Given exercise 1 - What option does the ZFS mailing list post suggest for creating a pool that writes multiple copies of everything?
Given exercise 2 - Continue the ZFS mailing list post from its last sentence.
### Document extract
[OpenIndiana-discuss] experimental or otherwise not recommended options for ZFS
Robbie Crash
sardonic.smiles at gmail.com
Mon Jan 30 05:38:56 UTC 2012
Someone can correct me if I'm not 100% accurate, but:
Those features are thoroughly tested and not experimental. That said:
nothing is guaranteed to keep your data safe, and if you're truly worried
about it, don't use dedupe. In fact set ZFS to write multiple copies of
everything. Create a ZFS pool with -o copies=2 or -o copies=3. Enable
verification if you insist on dedupe, but if you're really worried about
it, don't try to save space by writing less copies of the same data. The
more copies you have of something, the less likely you are to lose it.
>From my understanding, the likelihood of a ZFS hash collision with SHA256
is 1 in 10^77, or 1 in
1,000,000,000,000,000,000,000,000,000,000,000,000,000,000,000,000,000,000,000,000,000,000,000,000,000,000,
which means writing a yotabyte or 10 of data before you're likely to see an
incorrect hashing. Given that it's ZFS, not YFS, I don't think it's really
an issue.
If you're using consumer grade hardware, you're more likely to see problems
caused by that than OI or ZFS. Your drives are more likely to read or write
bad data than ZFS is likely to screw up. Likewise, using non-ECC RAM is
going to cause you problems almost infinitely more often than ZFS dedup
screw ups are.
######
### Listed records
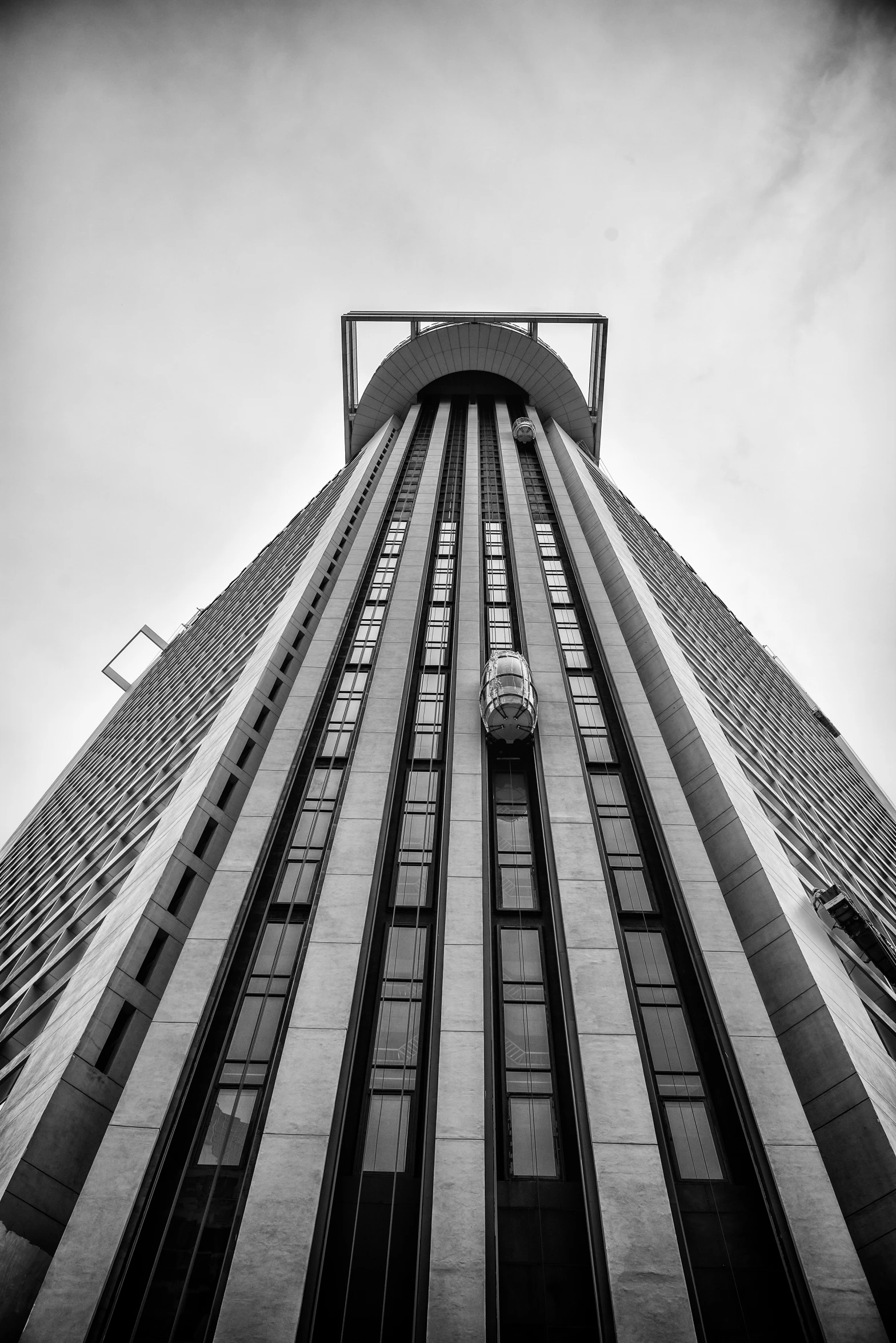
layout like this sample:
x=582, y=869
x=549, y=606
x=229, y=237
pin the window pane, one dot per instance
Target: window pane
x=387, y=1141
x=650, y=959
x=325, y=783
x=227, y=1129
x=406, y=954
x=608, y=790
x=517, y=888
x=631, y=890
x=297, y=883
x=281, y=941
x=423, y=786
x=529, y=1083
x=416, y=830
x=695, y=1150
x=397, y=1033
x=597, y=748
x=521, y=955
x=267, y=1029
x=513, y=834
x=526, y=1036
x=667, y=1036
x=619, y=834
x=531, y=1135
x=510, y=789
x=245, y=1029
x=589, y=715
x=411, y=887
######
### Listed records
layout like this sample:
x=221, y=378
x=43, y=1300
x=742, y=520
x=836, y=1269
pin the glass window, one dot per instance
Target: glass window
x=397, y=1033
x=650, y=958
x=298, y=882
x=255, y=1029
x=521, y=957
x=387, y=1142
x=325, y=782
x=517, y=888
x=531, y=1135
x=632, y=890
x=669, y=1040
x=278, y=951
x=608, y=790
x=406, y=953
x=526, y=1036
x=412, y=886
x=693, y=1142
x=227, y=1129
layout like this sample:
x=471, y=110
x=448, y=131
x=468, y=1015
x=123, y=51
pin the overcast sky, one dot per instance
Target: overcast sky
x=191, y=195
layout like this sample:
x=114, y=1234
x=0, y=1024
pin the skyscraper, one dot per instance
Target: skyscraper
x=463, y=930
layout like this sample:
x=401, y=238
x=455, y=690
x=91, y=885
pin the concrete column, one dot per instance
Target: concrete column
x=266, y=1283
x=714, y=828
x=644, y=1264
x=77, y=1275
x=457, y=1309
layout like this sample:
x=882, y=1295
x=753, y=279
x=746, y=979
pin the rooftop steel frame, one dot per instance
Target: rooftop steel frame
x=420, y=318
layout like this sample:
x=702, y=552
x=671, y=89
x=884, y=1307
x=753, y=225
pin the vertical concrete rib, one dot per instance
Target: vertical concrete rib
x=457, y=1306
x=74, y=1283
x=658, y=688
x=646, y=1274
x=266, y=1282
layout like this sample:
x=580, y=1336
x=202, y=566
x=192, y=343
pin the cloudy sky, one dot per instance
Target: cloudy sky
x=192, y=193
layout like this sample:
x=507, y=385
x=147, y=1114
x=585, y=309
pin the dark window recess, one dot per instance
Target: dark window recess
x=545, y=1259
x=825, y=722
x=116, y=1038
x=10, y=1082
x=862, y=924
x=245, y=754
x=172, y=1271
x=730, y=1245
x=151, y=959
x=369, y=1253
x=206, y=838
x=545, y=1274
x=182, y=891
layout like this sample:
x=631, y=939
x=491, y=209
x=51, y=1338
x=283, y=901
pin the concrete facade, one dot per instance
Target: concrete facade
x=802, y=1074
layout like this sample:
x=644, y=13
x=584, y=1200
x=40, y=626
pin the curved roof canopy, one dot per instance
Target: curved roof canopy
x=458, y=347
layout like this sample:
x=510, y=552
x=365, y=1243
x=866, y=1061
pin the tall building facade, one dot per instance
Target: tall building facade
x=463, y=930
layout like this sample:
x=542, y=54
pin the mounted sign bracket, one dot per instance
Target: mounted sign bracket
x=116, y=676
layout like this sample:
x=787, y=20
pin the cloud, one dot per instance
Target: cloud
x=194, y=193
######
### Listed records
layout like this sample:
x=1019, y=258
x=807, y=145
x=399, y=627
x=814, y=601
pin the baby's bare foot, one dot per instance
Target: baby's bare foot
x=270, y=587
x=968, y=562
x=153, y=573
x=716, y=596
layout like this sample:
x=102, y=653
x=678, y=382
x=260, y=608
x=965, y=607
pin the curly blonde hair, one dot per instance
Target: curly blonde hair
######
Expected output 1 - -o copies=2 or -o copies=3

Expected output 2 -
Personally, I have all my photos on a FS that is deduped, without verify,
and haven't had any issues with the data. I'm using about 400GB of space in
photos, with a dedupe ratio of 1.05. But I also back up to a spare 1TB
drive once a week that I bring to work.
If your biggest concern is data redundancy and reliability, don't do
anything to keep less copies of it, even if that means sacrificing hard
drive space.
On Sun, Jan 29, 2012 at 22:48, Jan Owoc <jsowoc at gmail.com> wrote:
> Hi,
>
> I'm building a home NAS so I don't care too much about performance,
> but *do* care if I lose all my photos. I'm aware that ZFS had a very
> extensive test suite that ensured that data is kept safe.
>
> Are the newer capabilities (specifically checksum=sha256,
> compression=on, dedup=verify) thoroughly tested and guaranteed to keep
> my data safe? Are any of the above options considered experimental or
> otherwise not recommended if one cares about data integrity? The
> documentation I encounter enumerates or explains the options without
> going into detail about stability or reliability.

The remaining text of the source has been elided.